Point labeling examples
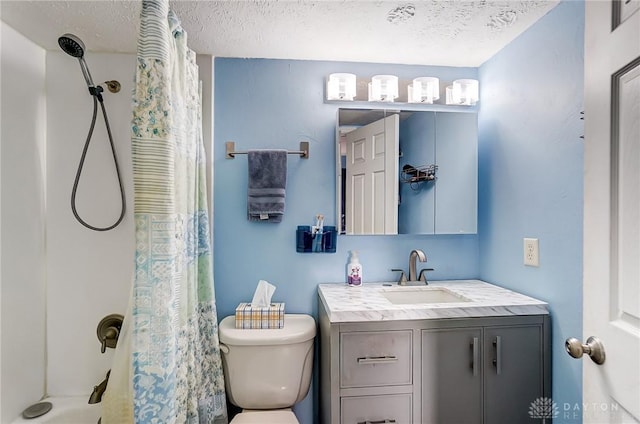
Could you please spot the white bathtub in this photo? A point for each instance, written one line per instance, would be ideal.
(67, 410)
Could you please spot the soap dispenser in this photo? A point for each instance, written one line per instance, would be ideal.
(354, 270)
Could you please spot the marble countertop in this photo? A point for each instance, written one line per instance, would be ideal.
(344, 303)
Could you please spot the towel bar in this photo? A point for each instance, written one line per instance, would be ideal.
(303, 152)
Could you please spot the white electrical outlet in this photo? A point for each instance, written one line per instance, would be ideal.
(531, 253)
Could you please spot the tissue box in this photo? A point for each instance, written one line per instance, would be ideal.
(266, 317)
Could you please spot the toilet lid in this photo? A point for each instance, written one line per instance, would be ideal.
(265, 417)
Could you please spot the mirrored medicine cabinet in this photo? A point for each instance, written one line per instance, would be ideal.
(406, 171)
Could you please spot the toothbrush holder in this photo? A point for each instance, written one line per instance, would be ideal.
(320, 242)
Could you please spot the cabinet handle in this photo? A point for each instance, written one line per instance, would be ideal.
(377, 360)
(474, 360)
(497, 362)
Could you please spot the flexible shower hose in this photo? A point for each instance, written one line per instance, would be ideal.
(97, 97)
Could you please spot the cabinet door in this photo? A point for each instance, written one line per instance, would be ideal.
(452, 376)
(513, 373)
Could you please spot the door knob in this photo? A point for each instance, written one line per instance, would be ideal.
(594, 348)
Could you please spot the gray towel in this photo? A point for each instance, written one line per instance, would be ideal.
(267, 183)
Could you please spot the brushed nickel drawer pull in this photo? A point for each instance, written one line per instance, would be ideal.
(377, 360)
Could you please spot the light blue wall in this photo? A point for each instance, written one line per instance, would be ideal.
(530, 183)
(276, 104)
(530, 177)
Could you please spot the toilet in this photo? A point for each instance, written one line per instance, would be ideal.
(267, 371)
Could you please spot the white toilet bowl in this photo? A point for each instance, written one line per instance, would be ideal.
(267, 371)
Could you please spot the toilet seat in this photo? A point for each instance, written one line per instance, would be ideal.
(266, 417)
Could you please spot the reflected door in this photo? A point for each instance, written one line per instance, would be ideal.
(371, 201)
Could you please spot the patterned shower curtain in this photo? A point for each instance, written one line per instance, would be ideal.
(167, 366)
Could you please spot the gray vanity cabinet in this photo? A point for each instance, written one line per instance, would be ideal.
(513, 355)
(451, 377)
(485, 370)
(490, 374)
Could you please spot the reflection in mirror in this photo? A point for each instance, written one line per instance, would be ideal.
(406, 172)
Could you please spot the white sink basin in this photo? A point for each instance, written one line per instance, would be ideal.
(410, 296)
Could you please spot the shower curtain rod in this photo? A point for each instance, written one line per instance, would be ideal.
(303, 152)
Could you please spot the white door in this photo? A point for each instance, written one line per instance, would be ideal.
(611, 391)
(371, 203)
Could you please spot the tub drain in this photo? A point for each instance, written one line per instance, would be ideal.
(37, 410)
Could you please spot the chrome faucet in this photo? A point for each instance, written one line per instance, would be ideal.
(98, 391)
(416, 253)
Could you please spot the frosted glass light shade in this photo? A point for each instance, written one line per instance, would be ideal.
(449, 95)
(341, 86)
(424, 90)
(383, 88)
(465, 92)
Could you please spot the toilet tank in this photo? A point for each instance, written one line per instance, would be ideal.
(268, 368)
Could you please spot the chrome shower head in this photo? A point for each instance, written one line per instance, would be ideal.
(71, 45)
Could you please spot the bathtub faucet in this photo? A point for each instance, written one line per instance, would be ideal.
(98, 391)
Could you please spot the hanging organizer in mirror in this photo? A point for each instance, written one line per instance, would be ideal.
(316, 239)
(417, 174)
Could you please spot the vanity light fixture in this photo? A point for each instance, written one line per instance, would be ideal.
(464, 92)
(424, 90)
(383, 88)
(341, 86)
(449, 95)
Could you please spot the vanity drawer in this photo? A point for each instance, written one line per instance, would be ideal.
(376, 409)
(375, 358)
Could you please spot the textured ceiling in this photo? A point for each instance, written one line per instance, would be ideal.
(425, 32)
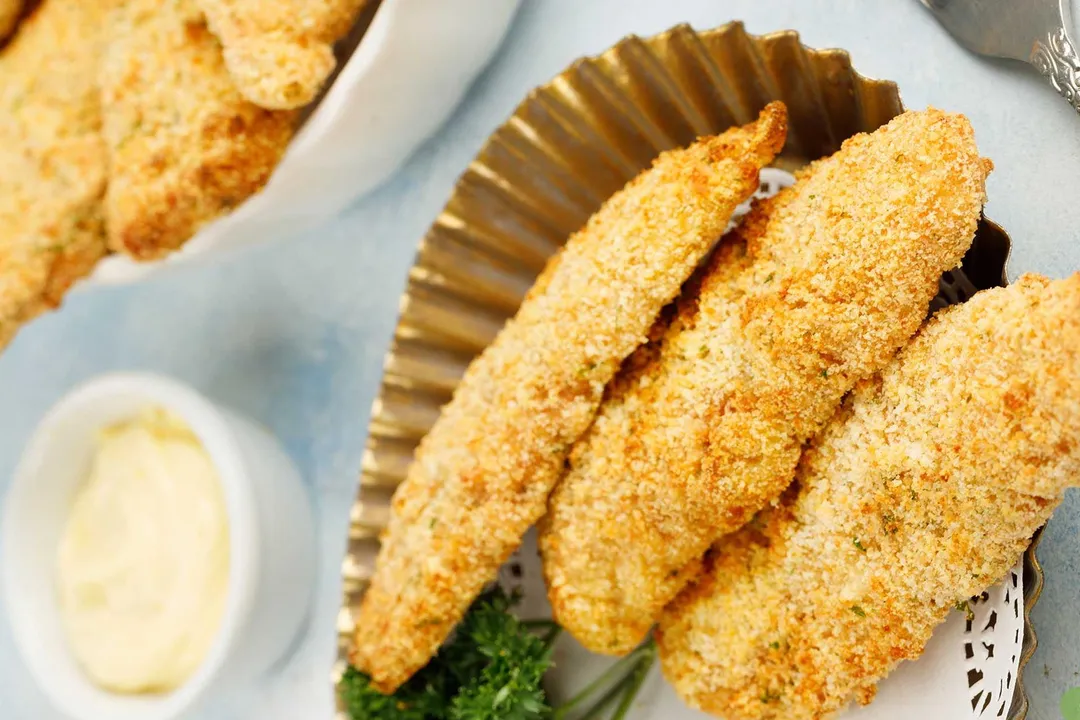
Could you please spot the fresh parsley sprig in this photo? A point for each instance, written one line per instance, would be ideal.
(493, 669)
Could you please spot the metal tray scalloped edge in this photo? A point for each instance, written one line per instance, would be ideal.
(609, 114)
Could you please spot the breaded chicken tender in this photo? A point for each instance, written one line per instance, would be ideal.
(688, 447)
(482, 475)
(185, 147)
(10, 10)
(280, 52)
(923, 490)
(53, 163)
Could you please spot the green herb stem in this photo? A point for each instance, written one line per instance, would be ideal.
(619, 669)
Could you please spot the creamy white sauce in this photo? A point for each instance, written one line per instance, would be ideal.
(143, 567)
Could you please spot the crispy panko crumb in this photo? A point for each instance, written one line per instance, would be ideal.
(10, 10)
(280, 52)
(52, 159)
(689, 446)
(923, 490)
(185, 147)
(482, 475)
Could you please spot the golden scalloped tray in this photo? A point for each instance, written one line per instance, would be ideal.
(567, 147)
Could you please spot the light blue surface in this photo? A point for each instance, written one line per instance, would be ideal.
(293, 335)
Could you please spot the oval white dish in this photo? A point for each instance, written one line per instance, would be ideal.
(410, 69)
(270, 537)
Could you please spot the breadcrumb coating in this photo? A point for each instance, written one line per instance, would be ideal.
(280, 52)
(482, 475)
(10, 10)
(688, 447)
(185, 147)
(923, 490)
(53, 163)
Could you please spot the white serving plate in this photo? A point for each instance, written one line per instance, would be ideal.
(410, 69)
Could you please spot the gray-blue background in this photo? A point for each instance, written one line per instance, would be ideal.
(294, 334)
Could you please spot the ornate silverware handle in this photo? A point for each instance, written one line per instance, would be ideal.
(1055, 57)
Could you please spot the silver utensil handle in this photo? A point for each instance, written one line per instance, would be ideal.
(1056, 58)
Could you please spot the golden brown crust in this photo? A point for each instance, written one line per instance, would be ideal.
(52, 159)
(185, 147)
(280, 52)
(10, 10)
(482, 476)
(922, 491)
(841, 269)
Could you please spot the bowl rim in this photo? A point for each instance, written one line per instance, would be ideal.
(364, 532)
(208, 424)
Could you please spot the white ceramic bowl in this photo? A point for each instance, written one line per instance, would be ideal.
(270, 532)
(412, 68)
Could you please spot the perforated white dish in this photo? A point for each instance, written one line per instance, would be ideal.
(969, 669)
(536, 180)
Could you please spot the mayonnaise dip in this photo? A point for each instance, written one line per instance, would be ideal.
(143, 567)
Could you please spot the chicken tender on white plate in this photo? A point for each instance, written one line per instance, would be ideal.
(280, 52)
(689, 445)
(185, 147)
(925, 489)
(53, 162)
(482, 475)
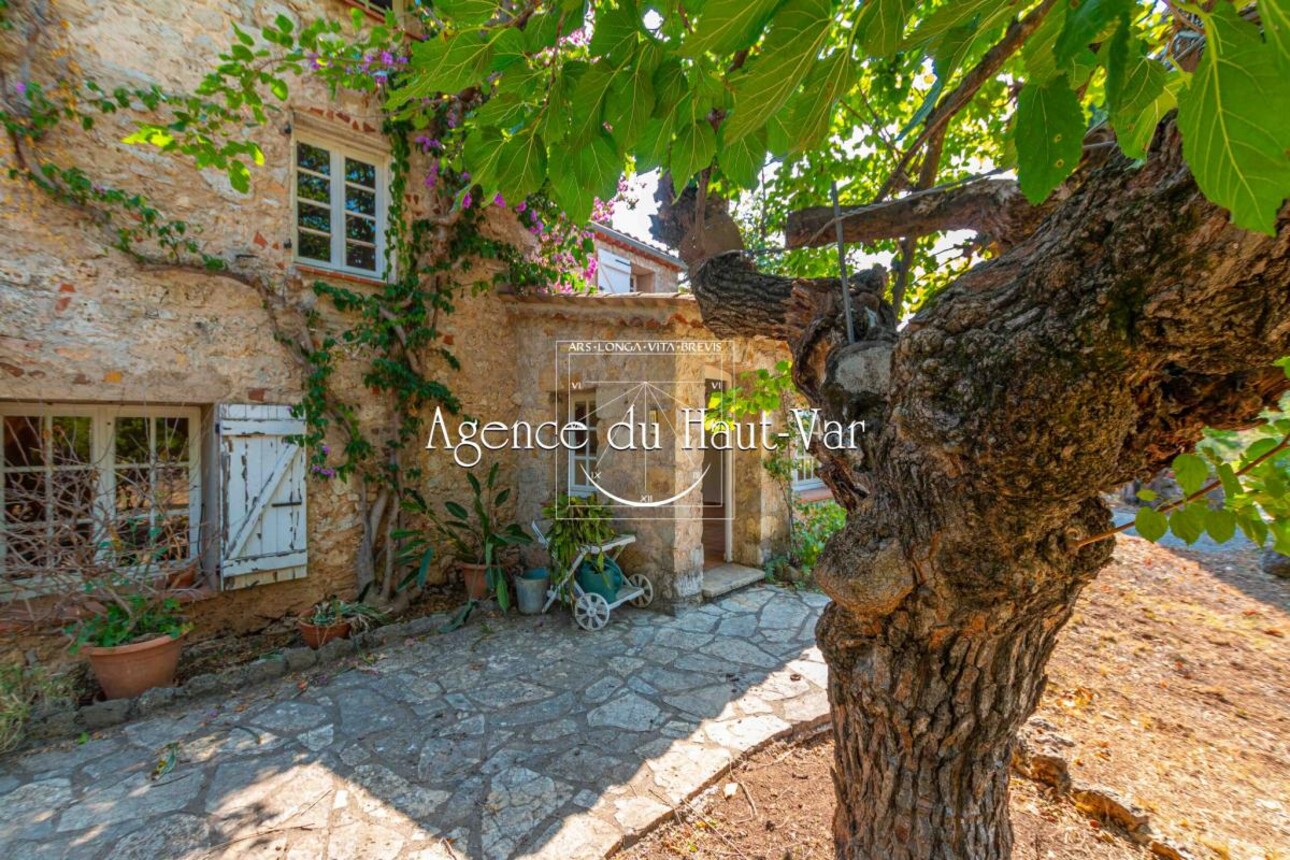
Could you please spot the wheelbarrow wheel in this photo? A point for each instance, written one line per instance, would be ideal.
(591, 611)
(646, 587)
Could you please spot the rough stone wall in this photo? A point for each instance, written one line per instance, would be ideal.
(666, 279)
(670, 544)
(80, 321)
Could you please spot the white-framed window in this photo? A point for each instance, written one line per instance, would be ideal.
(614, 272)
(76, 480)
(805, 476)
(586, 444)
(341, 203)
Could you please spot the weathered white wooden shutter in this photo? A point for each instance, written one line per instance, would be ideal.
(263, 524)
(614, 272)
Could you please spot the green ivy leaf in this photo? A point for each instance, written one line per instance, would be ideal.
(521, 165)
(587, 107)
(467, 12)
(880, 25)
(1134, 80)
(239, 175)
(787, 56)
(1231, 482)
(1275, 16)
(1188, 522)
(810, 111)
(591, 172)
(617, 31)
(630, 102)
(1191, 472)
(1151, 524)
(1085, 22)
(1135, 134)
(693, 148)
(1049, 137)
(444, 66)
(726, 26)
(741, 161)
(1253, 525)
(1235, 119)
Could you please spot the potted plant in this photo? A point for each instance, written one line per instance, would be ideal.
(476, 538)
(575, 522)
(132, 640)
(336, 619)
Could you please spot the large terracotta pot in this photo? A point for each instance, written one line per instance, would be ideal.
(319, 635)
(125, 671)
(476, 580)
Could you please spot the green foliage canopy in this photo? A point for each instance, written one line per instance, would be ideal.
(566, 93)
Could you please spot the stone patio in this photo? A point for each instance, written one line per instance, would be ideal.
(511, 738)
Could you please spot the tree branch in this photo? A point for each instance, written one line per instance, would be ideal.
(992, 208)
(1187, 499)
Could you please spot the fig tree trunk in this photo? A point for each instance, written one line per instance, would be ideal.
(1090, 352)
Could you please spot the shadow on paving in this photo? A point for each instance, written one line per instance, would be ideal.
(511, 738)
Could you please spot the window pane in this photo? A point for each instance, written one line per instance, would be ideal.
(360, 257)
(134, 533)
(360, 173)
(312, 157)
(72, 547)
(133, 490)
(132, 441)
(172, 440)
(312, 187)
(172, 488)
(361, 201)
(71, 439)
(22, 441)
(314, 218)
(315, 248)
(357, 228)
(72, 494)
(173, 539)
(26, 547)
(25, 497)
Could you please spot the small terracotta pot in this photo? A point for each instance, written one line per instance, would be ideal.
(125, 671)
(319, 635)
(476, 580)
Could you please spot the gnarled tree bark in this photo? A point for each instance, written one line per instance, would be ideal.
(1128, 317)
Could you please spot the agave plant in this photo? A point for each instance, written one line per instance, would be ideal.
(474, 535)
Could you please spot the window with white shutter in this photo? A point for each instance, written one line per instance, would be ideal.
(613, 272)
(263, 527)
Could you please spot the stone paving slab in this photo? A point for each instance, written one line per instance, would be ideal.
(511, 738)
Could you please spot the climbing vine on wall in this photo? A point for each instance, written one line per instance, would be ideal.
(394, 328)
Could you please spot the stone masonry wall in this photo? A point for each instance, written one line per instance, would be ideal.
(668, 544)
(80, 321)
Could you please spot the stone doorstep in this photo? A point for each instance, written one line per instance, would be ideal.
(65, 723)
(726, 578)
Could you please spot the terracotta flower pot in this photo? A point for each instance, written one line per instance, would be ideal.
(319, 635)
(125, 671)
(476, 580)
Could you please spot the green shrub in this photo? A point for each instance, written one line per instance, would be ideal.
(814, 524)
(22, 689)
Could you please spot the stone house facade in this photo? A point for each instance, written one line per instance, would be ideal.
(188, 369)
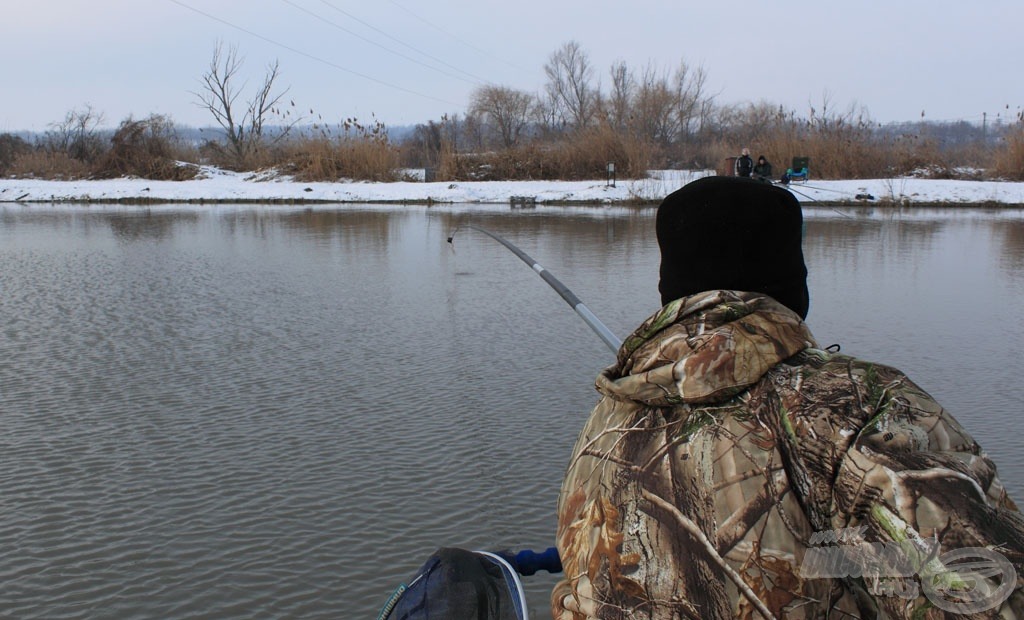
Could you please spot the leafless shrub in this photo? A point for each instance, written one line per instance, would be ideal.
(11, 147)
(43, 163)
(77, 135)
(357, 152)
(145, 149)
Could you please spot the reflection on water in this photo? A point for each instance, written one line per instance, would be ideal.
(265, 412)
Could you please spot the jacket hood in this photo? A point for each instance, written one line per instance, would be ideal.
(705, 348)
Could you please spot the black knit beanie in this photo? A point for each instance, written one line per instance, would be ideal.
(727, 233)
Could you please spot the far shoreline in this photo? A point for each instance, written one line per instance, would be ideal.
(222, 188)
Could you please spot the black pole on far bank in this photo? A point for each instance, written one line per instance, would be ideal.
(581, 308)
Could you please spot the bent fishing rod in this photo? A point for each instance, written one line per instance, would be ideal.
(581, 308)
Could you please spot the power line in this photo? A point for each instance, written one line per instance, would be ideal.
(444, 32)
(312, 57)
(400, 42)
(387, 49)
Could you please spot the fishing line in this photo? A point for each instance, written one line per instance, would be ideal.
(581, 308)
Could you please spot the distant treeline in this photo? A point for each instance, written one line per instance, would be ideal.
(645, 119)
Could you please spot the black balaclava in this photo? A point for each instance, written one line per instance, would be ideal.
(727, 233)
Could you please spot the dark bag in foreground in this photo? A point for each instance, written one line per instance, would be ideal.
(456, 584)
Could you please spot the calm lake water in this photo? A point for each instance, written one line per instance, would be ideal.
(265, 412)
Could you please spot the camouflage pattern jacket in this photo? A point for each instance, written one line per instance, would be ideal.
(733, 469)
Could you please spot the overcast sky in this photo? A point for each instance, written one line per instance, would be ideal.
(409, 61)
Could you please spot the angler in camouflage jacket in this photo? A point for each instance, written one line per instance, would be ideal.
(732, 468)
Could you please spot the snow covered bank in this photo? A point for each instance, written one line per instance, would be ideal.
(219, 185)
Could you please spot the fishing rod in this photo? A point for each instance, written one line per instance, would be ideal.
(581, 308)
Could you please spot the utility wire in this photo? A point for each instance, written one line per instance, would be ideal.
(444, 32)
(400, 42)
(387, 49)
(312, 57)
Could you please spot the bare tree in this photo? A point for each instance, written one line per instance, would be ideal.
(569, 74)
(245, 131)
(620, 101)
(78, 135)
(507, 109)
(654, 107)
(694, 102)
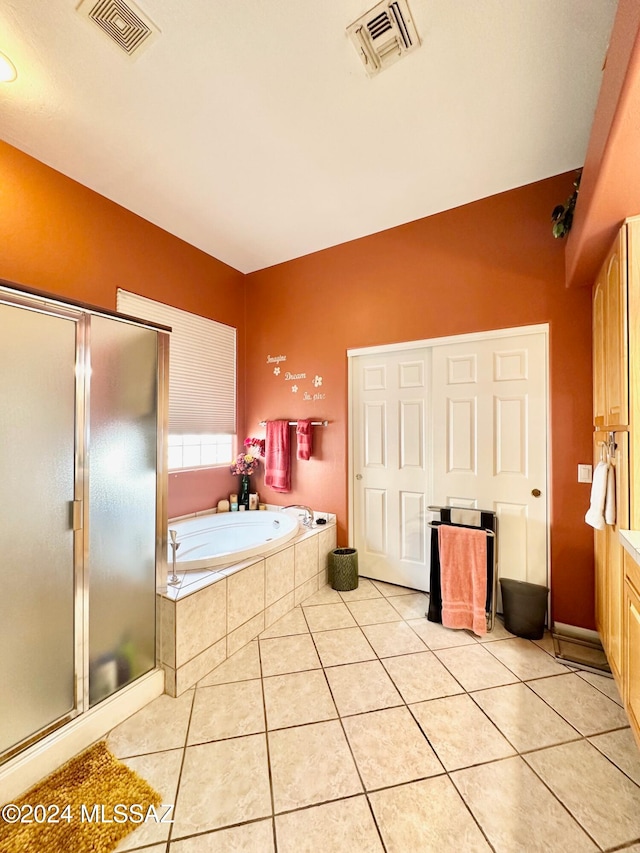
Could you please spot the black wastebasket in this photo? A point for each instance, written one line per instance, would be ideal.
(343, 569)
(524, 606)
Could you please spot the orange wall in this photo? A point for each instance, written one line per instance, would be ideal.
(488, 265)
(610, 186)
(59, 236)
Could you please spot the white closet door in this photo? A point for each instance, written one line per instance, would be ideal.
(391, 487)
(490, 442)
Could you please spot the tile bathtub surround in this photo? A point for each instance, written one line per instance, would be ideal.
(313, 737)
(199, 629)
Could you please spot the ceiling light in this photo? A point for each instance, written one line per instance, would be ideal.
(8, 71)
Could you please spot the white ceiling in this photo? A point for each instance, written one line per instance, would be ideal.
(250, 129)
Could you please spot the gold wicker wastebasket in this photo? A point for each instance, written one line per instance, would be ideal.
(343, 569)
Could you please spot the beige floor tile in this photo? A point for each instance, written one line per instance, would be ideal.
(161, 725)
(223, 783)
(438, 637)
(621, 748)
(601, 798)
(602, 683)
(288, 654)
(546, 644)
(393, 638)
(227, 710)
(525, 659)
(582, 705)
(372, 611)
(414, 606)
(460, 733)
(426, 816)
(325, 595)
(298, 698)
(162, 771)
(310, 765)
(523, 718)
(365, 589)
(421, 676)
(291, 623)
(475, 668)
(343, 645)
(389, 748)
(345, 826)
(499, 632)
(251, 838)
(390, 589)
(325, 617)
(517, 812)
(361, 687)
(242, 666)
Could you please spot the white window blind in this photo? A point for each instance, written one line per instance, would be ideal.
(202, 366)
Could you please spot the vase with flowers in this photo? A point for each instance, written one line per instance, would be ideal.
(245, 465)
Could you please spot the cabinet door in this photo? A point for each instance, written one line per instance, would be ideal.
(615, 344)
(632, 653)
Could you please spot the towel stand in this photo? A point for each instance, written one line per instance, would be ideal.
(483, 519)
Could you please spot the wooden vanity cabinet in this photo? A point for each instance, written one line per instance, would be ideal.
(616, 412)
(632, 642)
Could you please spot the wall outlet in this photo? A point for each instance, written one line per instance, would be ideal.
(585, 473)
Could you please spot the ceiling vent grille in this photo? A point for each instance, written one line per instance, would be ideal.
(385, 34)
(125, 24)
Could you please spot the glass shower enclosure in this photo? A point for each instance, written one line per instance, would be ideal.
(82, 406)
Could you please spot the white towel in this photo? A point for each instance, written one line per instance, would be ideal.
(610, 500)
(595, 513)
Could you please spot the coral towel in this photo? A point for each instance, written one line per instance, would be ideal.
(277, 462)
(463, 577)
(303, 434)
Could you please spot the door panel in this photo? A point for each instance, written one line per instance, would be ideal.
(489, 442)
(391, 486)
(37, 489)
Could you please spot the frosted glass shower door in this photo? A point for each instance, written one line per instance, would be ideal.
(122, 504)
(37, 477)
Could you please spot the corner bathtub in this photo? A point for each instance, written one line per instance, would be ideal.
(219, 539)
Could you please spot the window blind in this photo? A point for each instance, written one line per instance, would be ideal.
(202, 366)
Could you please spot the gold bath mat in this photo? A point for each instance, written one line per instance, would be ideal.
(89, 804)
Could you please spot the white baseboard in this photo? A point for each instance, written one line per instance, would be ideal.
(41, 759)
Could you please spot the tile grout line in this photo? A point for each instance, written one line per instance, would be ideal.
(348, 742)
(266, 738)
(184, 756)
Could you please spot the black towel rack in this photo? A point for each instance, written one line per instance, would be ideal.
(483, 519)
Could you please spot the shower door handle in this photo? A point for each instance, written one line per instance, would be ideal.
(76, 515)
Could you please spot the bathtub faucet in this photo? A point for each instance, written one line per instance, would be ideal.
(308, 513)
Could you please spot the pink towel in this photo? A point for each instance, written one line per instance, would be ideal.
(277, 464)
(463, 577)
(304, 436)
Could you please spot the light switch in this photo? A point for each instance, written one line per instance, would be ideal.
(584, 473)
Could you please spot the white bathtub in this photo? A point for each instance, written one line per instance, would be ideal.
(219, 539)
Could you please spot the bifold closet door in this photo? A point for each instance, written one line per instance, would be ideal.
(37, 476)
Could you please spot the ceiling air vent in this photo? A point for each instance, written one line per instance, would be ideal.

## The request
Would you quote, exactly and only, the lines from the one containing "Could you please spot the pink" to the end of the entries?

## Answer in full
Could you please spot the pink towel in this photo? A point for each instance, written one line per instance, would be ideal.
(277, 464)
(463, 577)
(304, 436)
Could you please spot the light switch in this photo? A point for each instance, written one line per instance, would be ideal.
(584, 473)
Could you please spot the white bathtub in this photo? A point for each instance, written one line per instance, would be ideal.
(219, 539)
Could you please spot the bifold closet door in this photo? A point for each instance, written one line per instance, would be ideal.
(37, 476)
Could you please spot the ceiling air vent in this photo? A point for each instance, written one line per instance, would be ideal.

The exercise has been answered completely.